### Reading passage

A summary of our event at BBC Academy Fusion featuring Kevin Ponniah, Sophia Smith Galer, Valentina Park and Nadine Forshaw
Konrad Collao, Nic Newman, Sophia Smith Galer, Kevin Ponniah and Nadine Forshaw at our event. 

Konrad Collao, Nic Newman, Sophia Smith Galer, Kevin Ponniah and Nadine Forshaw at our event. 

Watch the event here

What kinds of formats can news organisations deploy to engage with younger audiences? Is there anything they should do differently to reach this elusive cohort? Those were the questions at the heart of an event that BBC Academy Fusion and the Reuters Institute for the Study of Journalism organised on 27 September.

A short presentation by Craft research agency co-founder Konrad Collao on new research by the Reuters Institute and Craft on young people’s relationships with news kicked off a discussion moderated by our own Nic Newman, featuring leading figures whose focus is reaching young audiences. The speakers were Sophia Smith Galer, senior reporter at Vice News; Valentina Park, Head of Audience at The News Movement; Nadine Forshaw, Head of Social Media Strategy at The Sun; and Kevin Ponniah, Live Editor at BBC News Digital. Here are some of the things we learnt from them. 

News vs. “The News”

According to our research, many young people make a distinction between the narrow scope of “the news” (by which they refer to traditional beats like politics and the economy) and the much wider way they define news in general, which includes entertainment, gossip and science. This resonated with Sophia Smith Galer, who said that sometimes, in comments and messages, members of her audience do not identify her or Vice News as part of mainstream media, perhaps due to their use of new formats and less traditional news coverage, whereas she would argue that they are part of the mainstream; Vice News is not a new outlet. 

For brands that are firmly part of mainstream media like the BBC, being “the news” can be challenging when it comes to attracting young audiences. However, young people flock to them for big news stories, like Queen Elizabeth II’s death or Russia’s invasion of Ukraine. These occasions present both challenges and opportunities, Kevin Ponniah said, as they strive to present engaging coverage of the event at hand and simultaneously direct the heightened traffic to the rest of their offerings as well.

Social media presence

When actively trying to appeal to young people, news brands often use social media platforms as a way to introduce their journalism to a new audience. Despite almost all news outlets having some social media presence, the extent of their activity on platforms varies a lot from outlet to outlet.

### Dataset excerpt
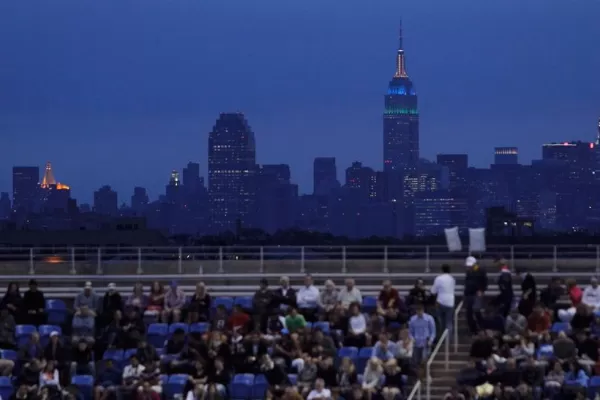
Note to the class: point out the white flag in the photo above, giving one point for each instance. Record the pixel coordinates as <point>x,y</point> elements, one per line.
<point>477,240</point>
<point>453,239</point>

### Required tasks
1) According to the event summary, what job does Valentina Park hold?
2) Please copy from the event summary the passage that begins at the words "A short presentation" and stops after "learnt from them.".
The listing isn't needed here.

### Answers in order
1) She is Head of Audience at The News Movement.

2)
A short presentation by Craft research agency co-founder Konrad Collao on new research by the Reuters Institute and Craft on young people’s relationships with news kicked off a discussion moderated by our own Nic Newman, featuring leading figures whose focus is reaching young audiences. The speakers were Sophia Smith Galer, senior reporter at Vice News; Valentina Park, Head of Audience at The News Movement; Nadine Forshaw, Head of Social Media Strategy at The Sun; and Kevin Ponniah, Live Editor at BBC News Digital. Here are some of the things we learnt from them.